TEXT SECTION –
I'm feeling so fed up/jealous at the moment. I'm 32 and have never been married. Never even got close. The only guy that ever broached the subject with me was a controlling twat of the highest order and I couldn't stand the bastard.
Marriage never bothered me until this past year or so and now I want it so badly. I don't know why. It's not the 'having kids' part as I've done that - it's the total commitment to another person and to have that complete commitment returned. The whole idea of it, the sharing of surnames, the whole "my husband" thing - I want it so badly.
And to make it worse, everyone around me is getting married. My Facebook is constantly a stream of engagement announcements, pictures of weddings, pictures of engagement rings - just fuck off with it all :-(
A close friend is getting married in June and I'm happy for her (genuinely) but she's 26 - why does it never happen to me???

(Dataset excerpts on object pointing)
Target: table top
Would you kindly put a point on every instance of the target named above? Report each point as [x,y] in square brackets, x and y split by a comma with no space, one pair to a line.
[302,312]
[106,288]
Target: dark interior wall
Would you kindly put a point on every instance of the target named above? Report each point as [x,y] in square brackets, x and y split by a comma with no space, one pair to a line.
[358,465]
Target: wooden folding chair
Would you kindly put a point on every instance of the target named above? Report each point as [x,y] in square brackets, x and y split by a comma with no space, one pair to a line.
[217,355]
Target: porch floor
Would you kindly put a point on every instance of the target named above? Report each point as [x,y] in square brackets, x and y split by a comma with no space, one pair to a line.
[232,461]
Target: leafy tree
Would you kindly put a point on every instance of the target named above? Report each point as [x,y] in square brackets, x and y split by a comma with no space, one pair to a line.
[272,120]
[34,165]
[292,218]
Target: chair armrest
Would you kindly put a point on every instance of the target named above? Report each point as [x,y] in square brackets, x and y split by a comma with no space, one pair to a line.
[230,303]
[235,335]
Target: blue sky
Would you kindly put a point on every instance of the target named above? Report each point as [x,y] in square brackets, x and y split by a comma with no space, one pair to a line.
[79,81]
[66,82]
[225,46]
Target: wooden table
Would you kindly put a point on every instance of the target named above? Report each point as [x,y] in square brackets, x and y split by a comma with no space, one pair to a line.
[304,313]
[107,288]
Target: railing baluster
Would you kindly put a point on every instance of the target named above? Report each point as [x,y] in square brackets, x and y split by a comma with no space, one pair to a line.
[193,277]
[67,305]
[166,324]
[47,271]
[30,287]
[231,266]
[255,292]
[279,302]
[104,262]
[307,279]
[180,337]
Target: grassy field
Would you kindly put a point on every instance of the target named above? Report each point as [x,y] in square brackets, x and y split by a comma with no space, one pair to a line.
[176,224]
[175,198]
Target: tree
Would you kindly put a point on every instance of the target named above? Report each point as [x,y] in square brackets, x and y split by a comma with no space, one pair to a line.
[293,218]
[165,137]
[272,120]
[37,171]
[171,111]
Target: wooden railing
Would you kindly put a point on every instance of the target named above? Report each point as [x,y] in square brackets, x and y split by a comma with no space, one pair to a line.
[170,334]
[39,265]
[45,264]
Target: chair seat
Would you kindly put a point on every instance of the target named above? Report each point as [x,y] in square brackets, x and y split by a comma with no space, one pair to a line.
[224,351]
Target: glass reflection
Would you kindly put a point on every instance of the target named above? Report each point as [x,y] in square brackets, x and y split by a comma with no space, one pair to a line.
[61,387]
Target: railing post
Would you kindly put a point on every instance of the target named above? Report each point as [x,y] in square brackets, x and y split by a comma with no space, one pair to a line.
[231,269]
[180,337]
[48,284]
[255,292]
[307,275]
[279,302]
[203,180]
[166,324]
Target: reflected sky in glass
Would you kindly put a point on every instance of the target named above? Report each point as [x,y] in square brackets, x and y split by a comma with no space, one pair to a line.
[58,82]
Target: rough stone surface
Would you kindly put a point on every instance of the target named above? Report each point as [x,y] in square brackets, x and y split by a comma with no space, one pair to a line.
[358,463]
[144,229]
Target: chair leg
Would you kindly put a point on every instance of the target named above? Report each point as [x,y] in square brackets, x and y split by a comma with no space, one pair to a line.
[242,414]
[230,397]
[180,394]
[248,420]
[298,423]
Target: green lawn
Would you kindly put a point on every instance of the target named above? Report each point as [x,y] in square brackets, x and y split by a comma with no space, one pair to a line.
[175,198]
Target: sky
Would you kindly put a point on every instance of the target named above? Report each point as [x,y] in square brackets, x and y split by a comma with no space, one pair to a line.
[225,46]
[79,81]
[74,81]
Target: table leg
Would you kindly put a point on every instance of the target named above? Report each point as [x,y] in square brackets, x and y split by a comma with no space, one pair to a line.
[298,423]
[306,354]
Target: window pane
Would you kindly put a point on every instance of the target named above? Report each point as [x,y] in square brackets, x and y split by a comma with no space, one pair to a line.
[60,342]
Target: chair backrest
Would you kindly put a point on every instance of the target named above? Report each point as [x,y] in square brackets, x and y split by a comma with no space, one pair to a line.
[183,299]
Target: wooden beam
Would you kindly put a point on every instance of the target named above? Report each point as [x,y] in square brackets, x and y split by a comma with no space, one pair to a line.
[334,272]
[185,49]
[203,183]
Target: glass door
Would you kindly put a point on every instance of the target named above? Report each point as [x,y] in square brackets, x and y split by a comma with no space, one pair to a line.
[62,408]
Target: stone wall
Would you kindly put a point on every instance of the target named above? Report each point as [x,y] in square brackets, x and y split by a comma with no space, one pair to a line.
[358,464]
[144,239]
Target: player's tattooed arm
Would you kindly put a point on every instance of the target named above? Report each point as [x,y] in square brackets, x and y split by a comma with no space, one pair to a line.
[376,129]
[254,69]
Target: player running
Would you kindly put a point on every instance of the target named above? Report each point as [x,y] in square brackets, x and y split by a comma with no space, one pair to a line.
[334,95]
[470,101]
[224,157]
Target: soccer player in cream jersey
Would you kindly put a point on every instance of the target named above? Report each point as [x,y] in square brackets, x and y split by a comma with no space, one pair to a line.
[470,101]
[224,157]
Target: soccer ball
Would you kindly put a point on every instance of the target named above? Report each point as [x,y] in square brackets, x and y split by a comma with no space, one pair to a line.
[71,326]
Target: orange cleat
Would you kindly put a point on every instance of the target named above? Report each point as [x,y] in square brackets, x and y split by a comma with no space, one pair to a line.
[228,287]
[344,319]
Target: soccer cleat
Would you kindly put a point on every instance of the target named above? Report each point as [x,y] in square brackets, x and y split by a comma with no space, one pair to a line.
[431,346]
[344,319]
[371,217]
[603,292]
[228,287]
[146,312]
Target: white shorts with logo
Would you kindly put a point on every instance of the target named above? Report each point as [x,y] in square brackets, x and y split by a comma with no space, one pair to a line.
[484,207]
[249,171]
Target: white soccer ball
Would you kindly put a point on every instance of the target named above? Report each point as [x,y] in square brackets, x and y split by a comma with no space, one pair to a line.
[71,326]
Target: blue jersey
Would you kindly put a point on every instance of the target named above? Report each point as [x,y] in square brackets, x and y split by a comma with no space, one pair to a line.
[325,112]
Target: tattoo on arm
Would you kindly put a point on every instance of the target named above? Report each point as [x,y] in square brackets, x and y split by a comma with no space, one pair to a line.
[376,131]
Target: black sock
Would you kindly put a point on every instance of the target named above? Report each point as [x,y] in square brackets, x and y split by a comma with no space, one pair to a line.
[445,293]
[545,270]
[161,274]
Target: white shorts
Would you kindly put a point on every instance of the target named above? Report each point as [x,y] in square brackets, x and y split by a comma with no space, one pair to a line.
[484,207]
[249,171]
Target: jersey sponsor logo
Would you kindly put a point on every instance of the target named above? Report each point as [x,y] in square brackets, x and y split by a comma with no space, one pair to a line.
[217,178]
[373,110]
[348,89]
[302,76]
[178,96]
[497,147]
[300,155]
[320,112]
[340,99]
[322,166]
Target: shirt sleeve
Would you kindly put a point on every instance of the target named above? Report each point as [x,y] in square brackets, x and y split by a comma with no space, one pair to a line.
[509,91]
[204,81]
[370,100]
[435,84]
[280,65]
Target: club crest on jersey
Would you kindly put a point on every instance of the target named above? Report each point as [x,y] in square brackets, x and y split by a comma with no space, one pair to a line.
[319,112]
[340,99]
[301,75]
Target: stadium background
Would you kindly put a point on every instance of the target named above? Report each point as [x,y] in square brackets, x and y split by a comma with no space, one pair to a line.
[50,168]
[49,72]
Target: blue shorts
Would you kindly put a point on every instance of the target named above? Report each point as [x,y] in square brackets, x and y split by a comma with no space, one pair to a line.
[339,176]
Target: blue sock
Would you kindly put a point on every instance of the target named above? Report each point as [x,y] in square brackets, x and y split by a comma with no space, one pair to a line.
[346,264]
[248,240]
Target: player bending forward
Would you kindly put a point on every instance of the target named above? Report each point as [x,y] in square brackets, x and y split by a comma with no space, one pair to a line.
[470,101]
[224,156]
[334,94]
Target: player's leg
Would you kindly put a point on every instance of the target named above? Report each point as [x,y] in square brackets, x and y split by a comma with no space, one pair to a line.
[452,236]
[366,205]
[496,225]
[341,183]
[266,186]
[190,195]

WHAT YOU WILL DO –
1 – According to the post, how old is the close friend who is getting married in June?
2 – Collect every line of the listing that contains the string "ball", treating uppercase and lowercase as distinct.

SOLUTIONS IN ORDER –
1 – She is 26.

2 –
Target: soccer ball
Target: white soccer ball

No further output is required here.